● **REQUIRED WORK**
Locate the line that contains "Put a point on the man in white". Print it and each following line through the end of the listing, verbatim, and nothing more.

● **DATA TO PROCESS**
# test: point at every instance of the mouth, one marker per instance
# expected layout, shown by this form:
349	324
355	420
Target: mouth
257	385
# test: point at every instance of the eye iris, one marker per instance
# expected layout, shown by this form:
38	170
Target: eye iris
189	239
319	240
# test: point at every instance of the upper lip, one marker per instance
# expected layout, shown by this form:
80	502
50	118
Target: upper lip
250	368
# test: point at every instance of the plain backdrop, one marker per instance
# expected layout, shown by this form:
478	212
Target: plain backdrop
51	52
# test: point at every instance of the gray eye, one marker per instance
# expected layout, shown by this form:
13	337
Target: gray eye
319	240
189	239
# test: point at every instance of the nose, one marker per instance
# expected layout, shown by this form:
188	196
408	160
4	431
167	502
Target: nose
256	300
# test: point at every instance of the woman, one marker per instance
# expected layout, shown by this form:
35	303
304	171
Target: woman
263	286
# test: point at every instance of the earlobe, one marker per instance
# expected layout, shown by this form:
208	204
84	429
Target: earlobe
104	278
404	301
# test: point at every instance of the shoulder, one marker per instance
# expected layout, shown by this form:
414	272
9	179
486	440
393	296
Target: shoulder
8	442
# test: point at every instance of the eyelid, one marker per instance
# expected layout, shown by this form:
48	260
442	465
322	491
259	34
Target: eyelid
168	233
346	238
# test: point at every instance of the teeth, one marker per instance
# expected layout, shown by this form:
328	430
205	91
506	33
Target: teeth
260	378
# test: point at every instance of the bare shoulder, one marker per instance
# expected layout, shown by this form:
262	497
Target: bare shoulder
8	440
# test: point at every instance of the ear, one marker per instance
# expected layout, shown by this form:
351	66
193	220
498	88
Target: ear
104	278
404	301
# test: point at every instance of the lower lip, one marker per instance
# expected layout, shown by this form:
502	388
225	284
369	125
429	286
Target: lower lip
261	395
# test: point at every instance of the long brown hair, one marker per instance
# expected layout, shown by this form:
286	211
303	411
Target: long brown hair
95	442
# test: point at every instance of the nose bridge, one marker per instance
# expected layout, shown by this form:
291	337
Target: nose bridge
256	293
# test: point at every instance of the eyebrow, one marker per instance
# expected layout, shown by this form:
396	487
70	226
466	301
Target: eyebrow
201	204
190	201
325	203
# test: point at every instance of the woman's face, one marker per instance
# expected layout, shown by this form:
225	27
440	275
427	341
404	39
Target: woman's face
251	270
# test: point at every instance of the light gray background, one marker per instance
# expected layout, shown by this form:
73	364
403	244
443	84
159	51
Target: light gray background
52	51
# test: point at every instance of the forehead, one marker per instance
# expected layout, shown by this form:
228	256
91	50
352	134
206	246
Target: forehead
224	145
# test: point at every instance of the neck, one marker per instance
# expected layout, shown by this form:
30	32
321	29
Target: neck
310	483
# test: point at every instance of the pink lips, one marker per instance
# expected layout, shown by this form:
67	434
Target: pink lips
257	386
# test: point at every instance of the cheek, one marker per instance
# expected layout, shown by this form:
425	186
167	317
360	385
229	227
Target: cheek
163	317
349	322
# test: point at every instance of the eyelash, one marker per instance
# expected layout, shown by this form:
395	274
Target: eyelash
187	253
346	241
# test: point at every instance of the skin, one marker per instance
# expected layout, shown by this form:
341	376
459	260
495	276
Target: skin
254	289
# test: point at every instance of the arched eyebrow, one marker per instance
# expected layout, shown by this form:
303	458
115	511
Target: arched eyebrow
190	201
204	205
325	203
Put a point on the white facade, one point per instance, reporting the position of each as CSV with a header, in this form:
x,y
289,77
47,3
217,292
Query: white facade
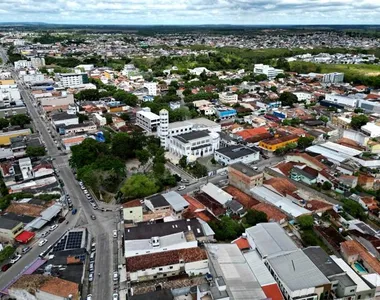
x,y
228,97
152,88
342,100
147,120
33,77
20,64
71,79
303,96
233,154
333,78
269,71
194,144
164,127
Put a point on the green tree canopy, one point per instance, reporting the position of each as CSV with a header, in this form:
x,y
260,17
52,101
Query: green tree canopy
x,y
138,186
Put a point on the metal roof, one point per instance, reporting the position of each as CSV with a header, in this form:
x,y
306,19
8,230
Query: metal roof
x,y
216,193
227,260
176,201
270,239
283,203
258,268
297,271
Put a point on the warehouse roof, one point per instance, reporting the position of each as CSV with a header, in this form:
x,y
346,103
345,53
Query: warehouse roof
x,y
297,271
236,151
270,239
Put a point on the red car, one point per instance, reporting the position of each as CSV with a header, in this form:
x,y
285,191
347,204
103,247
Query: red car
x,y
6,267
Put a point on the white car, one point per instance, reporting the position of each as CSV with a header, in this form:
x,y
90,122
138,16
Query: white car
x,y
42,242
15,258
53,227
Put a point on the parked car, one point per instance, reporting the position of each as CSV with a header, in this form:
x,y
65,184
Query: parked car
x,y
42,242
6,267
53,227
15,258
25,250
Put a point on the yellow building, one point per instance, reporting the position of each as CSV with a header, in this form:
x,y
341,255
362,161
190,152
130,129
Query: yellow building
x,y
276,143
5,137
7,82
9,229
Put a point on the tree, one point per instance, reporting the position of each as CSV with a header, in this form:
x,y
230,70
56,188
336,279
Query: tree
x,y
254,217
306,222
304,142
139,185
288,99
358,121
324,119
183,162
4,123
143,156
20,120
326,186
35,151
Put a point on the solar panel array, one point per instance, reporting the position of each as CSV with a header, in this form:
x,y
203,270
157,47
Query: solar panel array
x,y
74,240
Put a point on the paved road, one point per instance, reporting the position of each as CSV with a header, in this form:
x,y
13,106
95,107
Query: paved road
x,y
100,229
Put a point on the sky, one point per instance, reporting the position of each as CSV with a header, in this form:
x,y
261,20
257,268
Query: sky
x,y
192,12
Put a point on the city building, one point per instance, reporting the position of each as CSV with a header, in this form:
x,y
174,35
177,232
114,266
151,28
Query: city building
x,y
152,88
333,78
194,144
269,71
191,261
244,177
72,79
236,153
147,120
273,144
9,229
228,98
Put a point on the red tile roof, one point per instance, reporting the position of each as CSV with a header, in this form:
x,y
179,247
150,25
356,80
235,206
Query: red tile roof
x,y
353,248
249,133
272,212
282,185
272,291
166,258
242,243
244,199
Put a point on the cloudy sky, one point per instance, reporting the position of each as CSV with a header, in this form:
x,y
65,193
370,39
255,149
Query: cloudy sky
x,y
192,11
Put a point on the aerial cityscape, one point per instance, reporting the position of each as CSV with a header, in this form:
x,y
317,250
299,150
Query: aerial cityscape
x,y
215,150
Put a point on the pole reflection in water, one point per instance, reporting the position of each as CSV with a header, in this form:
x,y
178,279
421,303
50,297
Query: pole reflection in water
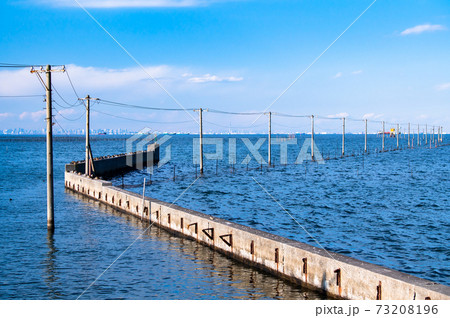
x,y
50,273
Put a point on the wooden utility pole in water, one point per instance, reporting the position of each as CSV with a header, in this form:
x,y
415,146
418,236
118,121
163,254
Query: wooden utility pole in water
x,y
49,118
398,135
200,113
87,164
343,136
409,135
365,138
418,135
50,198
312,137
270,140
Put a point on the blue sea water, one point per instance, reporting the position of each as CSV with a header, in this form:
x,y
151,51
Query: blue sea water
x,y
89,237
386,208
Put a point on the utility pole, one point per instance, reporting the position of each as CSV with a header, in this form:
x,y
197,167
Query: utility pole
x,y
50,198
312,137
365,138
343,136
87,163
49,118
418,135
270,139
409,135
397,133
200,122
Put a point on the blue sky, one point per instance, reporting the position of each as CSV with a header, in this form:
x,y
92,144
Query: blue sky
x,y
392,64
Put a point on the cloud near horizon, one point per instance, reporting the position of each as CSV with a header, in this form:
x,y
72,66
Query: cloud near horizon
x,y
111,4
214,78
106,82
443,87
339,115
418,29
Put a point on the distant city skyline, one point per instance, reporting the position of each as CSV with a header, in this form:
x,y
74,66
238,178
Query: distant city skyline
x,y
234,56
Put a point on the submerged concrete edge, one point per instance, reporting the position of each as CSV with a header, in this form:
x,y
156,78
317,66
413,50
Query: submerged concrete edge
x,y
335,274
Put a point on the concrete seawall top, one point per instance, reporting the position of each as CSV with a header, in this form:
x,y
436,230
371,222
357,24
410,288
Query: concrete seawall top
x,y
338,275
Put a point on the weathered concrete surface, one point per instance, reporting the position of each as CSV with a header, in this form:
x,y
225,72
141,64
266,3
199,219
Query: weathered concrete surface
x,y
298,262
112,165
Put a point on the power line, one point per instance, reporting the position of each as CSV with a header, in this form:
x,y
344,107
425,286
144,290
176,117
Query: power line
x,y
19,96
69,119
76,104
71,84
232,113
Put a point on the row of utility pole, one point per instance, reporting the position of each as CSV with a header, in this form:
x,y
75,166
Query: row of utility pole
x,y
89,166
383,133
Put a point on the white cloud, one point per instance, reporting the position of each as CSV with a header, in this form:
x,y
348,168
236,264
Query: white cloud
x,y
34,116
214,78
372,116
443,87
107,4
339,115
105,82
5,115
418,29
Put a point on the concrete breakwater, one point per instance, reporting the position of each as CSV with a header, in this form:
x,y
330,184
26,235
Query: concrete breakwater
x,y
335,274
112,165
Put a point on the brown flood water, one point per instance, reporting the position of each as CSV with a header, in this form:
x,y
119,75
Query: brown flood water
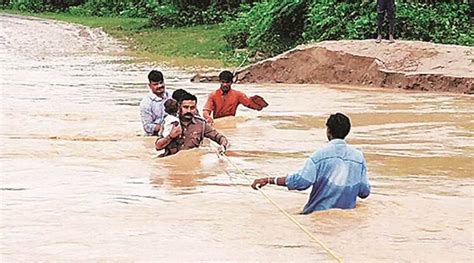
x,y
80,182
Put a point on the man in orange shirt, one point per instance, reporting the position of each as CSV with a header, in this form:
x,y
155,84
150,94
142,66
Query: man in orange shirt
x,y
224,101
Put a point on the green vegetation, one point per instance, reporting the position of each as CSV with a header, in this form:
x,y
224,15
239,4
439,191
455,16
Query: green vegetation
x,y
185,46
217,32
272,27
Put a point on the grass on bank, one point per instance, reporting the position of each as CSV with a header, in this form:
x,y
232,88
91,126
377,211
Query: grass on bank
x,y
197,46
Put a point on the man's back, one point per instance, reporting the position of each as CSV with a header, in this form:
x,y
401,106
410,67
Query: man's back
x,y
222,105
337,173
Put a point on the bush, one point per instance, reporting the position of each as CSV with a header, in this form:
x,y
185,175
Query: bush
x,y
270,27
126,8
330,20
172,16
275,26
41,5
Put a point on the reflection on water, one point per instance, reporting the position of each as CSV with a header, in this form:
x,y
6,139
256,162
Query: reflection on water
x,y
77,172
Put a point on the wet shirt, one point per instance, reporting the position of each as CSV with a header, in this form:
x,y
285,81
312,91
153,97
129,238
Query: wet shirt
x,y
338,175
152,111
192,135
226,105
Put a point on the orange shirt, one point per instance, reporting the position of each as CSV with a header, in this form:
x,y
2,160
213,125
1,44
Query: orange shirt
x,y
226,105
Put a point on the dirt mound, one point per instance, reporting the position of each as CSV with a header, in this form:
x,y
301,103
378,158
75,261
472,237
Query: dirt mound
x,y
404,64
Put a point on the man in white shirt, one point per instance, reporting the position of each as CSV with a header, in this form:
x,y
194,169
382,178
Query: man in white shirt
x,y
152,110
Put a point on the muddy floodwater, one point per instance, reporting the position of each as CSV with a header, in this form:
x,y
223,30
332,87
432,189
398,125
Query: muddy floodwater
x,y
81,182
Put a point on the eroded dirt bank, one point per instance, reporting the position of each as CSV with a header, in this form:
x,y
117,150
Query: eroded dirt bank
x,y
408,65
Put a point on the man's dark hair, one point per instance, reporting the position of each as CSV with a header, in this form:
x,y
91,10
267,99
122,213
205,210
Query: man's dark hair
x,y
339,125
178,94
171,106
226,76
188,96
155,76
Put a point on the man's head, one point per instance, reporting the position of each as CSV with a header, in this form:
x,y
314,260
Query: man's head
x,y
338,126
171,106
156,83
226,77
178,94
187,107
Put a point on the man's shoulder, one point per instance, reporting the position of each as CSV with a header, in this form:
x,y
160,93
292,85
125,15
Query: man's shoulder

● **SOLUTION TO THIS PROBLEM**
Put a point on the man in white shirt, one point per instance, reporting the position of each as CSV with a header, in this form:
x,y
194,169
382,178
Query: man in white shirt
x,y
152,110
Put a point on the muddy floodwater, one point per instance, reporting the position of each as CSV with a header, in this form:
x,y
223,30
332,87
432,189
398,125
Query: muddy floodwater
x,y
81,182
Put a point on the eroded dirt bank, one point per instance, reporting the position of each as CSV with a header, in this form:
x,y
117,150
Query: eroded dirt bank
x,y
408,65
Put a point on the man's dark hair, one point per instance, reporting the position of each as CSV with a header, in this form:
x,y
91,10
267,99
122,213
205,210
Query: man's dark hair
x,y
339,125
178,94
171,106
226,76
188,96
155,76
Put a point on the man's head, one point per instance, reporting the position of each as CSV with a header, in this form:
x,y
314,260
Query: man's head
x,y
338,126
171,106
156,83
226,77
178,94
187,107
Put a point on the man's shoulder, one point per instance, reporting the position of each as CSV with a header, in this form:
x,y
160,93
292,85
125,15
Query: man's shoulder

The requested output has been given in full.